**Assignment**
Report how many lines in the records carry the string "fence", and give no further text.

**Referring expression data**
================

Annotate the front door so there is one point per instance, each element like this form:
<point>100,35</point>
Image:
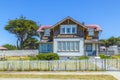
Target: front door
<point>90,49</point>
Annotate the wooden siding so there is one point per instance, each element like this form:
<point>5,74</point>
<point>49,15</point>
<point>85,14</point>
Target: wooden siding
<point>79,30</point>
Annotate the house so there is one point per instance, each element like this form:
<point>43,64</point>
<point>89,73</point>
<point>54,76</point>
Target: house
<point>3,48</point>
<point>69,38</point>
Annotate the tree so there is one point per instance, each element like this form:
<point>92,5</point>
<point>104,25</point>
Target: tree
<point>110,41</point>
<point>10,47</point>
<point>23,29</point>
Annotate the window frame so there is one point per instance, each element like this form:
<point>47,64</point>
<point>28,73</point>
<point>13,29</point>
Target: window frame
<point>46,32</point>
<point>91,33</point>
<point>90,45</point>
<point>68,46</point>
<point>66,28</point>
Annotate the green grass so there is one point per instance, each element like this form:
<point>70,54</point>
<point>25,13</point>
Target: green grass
<point>51,76</point>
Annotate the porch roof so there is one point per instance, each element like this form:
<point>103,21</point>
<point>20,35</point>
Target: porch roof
<point>92,41</point>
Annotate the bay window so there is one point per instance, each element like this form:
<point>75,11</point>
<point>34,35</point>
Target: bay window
<point>68,45</point>
<point>89,47</point>
<point>91,32</point>
<point>68,29</point>
<point>47,32</point>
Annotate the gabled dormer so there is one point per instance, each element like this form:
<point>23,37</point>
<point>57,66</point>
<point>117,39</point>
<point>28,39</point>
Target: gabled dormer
<point>93,31</point>
<point>68,28</point>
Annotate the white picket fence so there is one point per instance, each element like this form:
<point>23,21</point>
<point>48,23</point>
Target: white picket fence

================

**Output for this exercise**
2